Copy everything from "Of course, I" down to "musicians I saw." in the text on street musicians below, keeping every word and punctuation mark unchanged.

## TEXT FOR ANALYSIS
-=-=-
When I lived in Washington, D.C., last summer, one of the things I loved was hearing all the street musicians who would perform in or near the Metro stations. I love music and wish I had the nerve or talent to perform in public like that. I have nothing but respect for other musicians and some incredibly talented people played right there on the street. It helps that my favorite musical group, The Coats , got their start singing on the street corner in Seattle.
I didn't always give money to the performers in DC, although I wanted to — I simply don't carry cash and rarely have so much as a quarter on me — but I tried to stop and listen. The first night I was there, while waiting to meet a friend outside the China Town stop, a young man played the saxophone. Another time, just a few blocks away, a man played a brilliant percussion routine on buckets and pots and pans. The effort left him soaked in sweat and drew a large crowd — I was told he played there regularly.
Several times a week until the day the Metro cops chased them away, a group of four men sang old Motown standards A Cappella late at night.
Of course, I was always traveling on the Metro on weekends or at times of the day when people are in less of a rush, but at least a few people stopped for the musicians I saw.
Today, I found a link to a story about what happens when a world-class musician plays in the station during the morning rush hour . The Pulitzer-winning article by Gene Weingarten appeared in the Washington Post Magazine in April 2007. For the article, Weingarten convinced Joshua Bell, a world-class violinist who people pay hundreds of dollars to see, to play inside the L'Enfant Plaza Metro station at rush hour. They discovered that very few people would stop, even for one of the most talented musicians in the world, playing some of the most beautiful music ever written on one of the best instruments ever made (a Stradivarius violin). It's a wonderful article and made me quite sad. Perhaps growing up in the leisurely pace of the Northwest has made me more willing to take time to stop and enjoy the good things in life, or perhaps my own musical training makes me feel compelled to stop and acknowledge when someone is really talented or even when they're not, but are putting themselves out there for the world to judge. Read this article and play the clips — at the end there's one that lets you listen to the entire performance, which you should do. How anyone can hear something that beautiful and not stop, even for a minute, astounds me. I highly recommend taking time out of your day to listen to the clip of Bell playing. The music is just exquisite. Music that beautiful always makes me tear up, and the idea that people could just pass by amazes me. Anything even close to this makes me freeze in my tracks, almost physically unable to keep walking.
It should be said that I found this via a Poynter link to another column in which Weingarten writes that after receiving the Pulitzer for his "original" work, he discovered that a Chicago newspaper had tried the same "stunt" in the '30s, also with a world-class musician. The second Weingarten column is also interesting, but more from a journalistic standpoint.
-=-=-
## RAW DATA
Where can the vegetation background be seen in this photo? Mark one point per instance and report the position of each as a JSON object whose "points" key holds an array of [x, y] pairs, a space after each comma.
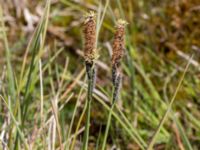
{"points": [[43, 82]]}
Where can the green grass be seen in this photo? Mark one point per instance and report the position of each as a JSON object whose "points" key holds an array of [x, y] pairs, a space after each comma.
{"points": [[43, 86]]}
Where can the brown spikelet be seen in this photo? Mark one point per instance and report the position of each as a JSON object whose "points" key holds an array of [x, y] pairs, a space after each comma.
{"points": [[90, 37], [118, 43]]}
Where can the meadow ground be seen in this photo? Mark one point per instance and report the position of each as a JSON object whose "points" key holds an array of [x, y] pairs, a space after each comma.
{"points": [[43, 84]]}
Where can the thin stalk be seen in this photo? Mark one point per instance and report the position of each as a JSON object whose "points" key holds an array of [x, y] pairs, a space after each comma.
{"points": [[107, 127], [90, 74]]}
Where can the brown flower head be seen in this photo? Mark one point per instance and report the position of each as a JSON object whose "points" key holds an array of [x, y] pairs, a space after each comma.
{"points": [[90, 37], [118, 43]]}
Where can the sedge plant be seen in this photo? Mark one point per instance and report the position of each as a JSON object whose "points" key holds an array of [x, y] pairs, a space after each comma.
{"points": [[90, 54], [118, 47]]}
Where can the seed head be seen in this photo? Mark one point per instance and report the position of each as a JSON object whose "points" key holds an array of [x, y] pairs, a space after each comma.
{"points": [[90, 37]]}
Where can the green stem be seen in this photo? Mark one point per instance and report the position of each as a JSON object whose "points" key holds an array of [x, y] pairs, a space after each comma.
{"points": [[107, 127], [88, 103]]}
-=-=-
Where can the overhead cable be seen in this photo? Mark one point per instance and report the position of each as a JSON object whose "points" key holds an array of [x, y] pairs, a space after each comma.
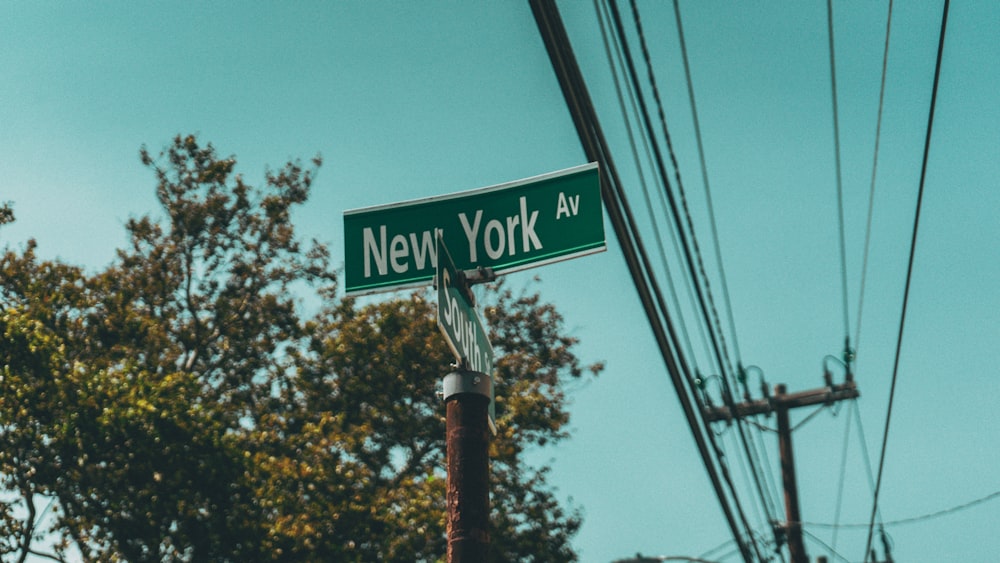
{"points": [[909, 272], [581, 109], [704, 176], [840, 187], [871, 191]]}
-=-=-
## ANSWER SECTION
Of course, I was always traveling on the Metro on weekends or at times of the day when people are in less of a rush, but at least a few people stopped for the musicians I saw.